**TEXTO FORNECIDO:**
******************************

A
franquia X-Men nunca foi unanimidade
entre os fãs de quadrinhos. Adotando uma postura de que em mídias diferentes
seguem-se caminhos diferentes, a série comandada desde o início por Bryan
Singer (que foi produtor nas duas únicas aventuras que não dirigiu) fez
concessões, adaptou livremente histórias famosas dos mutantes e causou a
revolta de muitos aficionados, enquanto outros espectadores louvaram a coragem
dos filmes de tentarem algo diferente para que os filmes de super-heróis funcionassem
nas telas, em uma época em que as adaptações de HQs ainda engatinhavam e a
Marvel Studios nem sonhava em existir. O resultado, se analisado friamente, é
irregular: enquanto o mundo viu grandes filmes como X-Men 2 (2003) e X-Men:
Primeira Classe (Matthew Vaughn, 2010), os desastres de X-Men: O Confronto Final (Brett ratner,
2006) e X-Men: Dias de um Futuro
Esquecido (2014) são grandes demais para serem ignorados.

******************************

Anotações de coordenadas:
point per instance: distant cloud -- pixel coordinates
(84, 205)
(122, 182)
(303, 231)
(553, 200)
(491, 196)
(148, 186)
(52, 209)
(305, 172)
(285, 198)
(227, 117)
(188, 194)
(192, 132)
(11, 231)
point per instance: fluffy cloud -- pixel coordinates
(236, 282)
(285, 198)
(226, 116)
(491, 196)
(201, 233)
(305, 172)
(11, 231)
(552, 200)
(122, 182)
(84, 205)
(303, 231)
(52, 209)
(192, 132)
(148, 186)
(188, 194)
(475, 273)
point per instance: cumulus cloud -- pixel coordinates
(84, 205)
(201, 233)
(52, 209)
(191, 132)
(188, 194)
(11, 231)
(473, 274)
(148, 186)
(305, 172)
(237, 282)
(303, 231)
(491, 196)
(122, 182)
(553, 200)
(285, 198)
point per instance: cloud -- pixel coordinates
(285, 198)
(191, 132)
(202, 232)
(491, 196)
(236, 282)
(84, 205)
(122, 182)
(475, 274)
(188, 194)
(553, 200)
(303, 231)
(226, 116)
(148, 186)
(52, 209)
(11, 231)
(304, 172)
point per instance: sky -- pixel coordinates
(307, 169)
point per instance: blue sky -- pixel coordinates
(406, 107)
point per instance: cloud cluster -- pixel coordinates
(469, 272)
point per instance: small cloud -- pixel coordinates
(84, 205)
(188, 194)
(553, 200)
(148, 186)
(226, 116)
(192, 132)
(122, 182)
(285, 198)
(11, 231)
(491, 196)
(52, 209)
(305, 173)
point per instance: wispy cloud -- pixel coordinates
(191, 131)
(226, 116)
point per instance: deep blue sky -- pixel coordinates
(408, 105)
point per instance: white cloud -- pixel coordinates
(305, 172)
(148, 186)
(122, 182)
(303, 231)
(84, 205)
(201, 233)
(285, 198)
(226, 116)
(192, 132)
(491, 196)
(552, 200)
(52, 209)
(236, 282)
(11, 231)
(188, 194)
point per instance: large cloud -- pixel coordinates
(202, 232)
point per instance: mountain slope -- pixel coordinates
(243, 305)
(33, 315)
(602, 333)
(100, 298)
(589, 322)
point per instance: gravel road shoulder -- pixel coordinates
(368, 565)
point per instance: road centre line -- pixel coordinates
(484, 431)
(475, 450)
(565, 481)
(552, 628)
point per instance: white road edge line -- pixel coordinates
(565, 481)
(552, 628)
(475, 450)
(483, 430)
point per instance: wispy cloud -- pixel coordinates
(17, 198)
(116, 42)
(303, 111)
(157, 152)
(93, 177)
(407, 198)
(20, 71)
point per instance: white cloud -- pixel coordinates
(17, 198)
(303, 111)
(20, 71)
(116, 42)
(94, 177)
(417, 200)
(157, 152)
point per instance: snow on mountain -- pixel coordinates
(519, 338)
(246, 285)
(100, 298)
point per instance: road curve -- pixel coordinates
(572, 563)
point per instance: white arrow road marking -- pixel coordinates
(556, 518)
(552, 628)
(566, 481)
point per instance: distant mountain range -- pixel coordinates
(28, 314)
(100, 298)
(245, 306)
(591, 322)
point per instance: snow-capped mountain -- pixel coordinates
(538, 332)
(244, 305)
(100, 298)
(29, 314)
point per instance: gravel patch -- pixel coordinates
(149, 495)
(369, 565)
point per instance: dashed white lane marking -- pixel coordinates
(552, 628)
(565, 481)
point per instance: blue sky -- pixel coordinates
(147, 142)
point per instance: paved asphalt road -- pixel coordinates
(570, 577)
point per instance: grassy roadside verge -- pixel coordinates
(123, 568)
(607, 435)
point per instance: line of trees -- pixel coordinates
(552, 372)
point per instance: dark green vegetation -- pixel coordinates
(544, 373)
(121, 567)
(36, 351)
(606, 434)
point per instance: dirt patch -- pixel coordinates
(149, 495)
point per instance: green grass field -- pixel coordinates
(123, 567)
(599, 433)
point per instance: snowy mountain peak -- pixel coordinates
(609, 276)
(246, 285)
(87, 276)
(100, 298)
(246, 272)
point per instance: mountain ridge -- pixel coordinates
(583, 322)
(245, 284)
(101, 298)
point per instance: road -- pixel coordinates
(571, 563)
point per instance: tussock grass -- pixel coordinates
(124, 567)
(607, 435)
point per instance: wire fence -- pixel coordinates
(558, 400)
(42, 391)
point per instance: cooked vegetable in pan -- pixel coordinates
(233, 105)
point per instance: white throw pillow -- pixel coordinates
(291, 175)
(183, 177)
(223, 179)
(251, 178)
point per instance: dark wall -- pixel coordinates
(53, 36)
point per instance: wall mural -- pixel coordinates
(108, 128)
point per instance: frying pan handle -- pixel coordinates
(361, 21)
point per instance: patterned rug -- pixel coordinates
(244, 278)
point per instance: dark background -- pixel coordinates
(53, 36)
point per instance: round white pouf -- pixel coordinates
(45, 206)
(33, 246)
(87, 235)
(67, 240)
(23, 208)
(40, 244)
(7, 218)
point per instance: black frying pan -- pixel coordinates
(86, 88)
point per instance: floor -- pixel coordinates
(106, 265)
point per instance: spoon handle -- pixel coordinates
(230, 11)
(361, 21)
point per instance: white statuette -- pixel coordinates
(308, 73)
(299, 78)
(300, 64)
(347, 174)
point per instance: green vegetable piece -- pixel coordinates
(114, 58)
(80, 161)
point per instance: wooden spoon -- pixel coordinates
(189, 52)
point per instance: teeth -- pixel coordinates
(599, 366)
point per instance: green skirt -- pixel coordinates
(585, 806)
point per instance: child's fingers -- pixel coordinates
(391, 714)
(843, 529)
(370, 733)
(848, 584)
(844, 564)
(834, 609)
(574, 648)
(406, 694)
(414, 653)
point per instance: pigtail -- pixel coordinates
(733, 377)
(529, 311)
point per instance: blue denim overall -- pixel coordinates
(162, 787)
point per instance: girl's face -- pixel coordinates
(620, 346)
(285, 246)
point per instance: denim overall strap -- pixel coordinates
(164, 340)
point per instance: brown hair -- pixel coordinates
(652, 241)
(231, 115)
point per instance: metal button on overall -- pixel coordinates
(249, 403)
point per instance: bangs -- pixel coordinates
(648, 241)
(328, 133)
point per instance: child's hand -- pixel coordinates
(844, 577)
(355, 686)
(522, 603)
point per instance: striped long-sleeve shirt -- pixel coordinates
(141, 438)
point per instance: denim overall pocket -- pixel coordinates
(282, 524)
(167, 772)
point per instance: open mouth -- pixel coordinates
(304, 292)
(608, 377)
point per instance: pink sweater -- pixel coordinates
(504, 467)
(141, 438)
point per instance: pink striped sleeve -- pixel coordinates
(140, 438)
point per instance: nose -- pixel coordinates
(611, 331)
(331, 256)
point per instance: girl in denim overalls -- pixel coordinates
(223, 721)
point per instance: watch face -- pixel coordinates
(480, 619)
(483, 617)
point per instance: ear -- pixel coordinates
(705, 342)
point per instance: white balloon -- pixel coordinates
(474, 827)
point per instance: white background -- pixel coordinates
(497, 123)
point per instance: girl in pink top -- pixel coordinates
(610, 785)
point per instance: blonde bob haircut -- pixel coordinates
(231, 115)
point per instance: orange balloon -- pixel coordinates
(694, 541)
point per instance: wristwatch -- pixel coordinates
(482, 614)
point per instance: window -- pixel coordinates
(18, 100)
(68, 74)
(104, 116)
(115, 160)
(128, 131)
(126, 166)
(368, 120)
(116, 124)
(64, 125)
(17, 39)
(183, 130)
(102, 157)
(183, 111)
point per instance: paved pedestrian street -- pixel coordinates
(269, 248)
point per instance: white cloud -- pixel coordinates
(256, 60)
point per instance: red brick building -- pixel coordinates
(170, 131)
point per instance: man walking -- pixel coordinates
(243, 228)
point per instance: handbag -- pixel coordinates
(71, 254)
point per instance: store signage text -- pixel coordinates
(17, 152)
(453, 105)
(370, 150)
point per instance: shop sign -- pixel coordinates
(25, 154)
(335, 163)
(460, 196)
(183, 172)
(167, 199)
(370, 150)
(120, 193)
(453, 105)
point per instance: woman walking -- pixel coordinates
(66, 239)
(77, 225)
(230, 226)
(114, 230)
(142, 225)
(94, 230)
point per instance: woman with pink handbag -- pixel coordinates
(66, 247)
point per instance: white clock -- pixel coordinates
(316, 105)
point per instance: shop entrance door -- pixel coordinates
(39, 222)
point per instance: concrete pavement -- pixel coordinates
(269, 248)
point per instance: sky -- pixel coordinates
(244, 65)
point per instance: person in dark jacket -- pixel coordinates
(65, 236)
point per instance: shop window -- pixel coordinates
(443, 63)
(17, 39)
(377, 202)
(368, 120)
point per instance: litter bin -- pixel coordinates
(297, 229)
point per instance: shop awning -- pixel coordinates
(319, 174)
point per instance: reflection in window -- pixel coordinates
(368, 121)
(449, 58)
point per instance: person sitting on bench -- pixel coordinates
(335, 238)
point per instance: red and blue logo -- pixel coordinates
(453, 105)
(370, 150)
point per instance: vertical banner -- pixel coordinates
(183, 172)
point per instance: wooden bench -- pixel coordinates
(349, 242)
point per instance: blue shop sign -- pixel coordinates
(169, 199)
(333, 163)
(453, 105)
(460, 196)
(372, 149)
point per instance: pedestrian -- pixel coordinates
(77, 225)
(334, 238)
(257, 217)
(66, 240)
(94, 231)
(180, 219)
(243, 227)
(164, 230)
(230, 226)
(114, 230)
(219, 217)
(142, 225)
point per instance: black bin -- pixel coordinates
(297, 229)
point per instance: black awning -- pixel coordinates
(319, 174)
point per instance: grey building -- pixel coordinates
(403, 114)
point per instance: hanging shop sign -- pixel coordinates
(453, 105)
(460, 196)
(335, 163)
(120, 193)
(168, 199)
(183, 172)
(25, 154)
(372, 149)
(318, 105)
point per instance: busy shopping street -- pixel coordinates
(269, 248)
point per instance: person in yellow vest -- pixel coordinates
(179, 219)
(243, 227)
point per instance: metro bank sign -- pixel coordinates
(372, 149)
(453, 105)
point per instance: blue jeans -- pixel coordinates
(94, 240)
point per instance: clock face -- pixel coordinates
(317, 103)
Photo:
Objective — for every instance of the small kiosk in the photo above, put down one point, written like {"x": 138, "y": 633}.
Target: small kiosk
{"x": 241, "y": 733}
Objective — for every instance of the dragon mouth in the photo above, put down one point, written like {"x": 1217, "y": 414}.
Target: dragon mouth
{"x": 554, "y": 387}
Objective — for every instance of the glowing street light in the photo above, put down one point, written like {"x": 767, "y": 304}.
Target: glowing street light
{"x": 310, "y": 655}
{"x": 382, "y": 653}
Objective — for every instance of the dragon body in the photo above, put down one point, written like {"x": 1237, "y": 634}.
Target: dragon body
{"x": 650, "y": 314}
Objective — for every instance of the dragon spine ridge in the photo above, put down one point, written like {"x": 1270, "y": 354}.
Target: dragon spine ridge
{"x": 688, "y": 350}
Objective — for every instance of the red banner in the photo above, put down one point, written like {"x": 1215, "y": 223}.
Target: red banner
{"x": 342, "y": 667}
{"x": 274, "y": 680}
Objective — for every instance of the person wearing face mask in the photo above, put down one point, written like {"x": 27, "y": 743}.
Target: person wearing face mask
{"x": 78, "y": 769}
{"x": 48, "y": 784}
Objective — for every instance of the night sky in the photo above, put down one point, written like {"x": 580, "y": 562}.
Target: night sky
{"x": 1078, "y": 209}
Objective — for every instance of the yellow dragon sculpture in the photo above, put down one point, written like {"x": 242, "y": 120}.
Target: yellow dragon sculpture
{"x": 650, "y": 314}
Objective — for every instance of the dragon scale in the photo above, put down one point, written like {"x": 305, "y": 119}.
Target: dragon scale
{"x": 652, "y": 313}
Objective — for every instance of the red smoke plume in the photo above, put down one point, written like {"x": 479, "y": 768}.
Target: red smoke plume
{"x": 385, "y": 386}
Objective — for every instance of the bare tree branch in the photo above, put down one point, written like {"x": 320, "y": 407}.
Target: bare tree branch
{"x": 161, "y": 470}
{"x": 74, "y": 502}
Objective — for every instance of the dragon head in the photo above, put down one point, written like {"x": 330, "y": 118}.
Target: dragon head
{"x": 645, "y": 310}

******************************

**REQUISITOS DAS TAREFAS:**
1. Segundo o texto sobre a franquia X-Men, quem comandou a série desde o início?
2. Passe para o inglês esta frase do texto sobre a franquia X-Men: "A franquia X-Men nunca foi unanimidade entre os fãs de quadrinhos."
3. Prossiga com o texto sobre a franquia X-Men a partir da última frase dele.
Não é preciso usar o material.

**RESPOSTAS POR TAREFA:**
1. Bryan Singer.

2. The X-Men franchise has never been unanimously loved by comic book fans.

3.
E
foi justamente o problemático Dias de um
Futuro Esquecido que criou um clima de desconfiança no público. Um filme
sisudo que parecia ter a única missão de encerrar o ciclo do elenco da trilogia
original (James Marsden, Halle Berry, Famke Janssen, Ian McKellen, Patrick
Stewart e cia), enquanto tentava sem sucesso corrigir os problemas cronológicos
da franquia. Nesse sentido, X-Men:
Apocalipse é uma obra melhor resolvida, apesar de imperfeita, ao conseguir
ser menos carrancuda e apostar em um clima que parece fundir fases importantes
das HQs dos mutantes.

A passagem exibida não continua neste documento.